GOAL OF THE EXERCISE: When the line containing "Can you see the green" is reached, copy it and each subsequent line of the material below exactly, through the last line.

DATA SUPPLIED:
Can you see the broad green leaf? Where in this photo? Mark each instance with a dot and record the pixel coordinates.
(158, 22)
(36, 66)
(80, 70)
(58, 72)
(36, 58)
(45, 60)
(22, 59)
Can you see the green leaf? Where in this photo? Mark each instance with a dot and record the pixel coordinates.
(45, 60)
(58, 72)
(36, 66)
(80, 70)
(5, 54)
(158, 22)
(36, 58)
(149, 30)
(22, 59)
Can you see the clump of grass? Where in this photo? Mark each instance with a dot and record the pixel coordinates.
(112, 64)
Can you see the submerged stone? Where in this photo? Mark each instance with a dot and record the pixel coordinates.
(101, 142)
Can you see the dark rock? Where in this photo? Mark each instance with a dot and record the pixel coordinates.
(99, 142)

RESPONSE:
Can you see the green leaf? Where in this photo? Mark each instance with a dot and record the pixel coordinates.
(45, 60)
(58, 72)
(36, 66)
(80, 70)
(5, 54)
(158, 22)
(36, 58)
(149, 30)
(22, 59)
Can you see the clump of grass? Where in this photo? Mark each instance with a dot and record the pixel coordinates.
(112, 64)
Can you see the submerged stone? Where in this photo? Mark each instance with a dot and record the pixel coordinates.
(101, 142)
Can you see the dark rock? Where in this photo? Mark each instance with a dot and record the pixel coordinates.
(99, 142)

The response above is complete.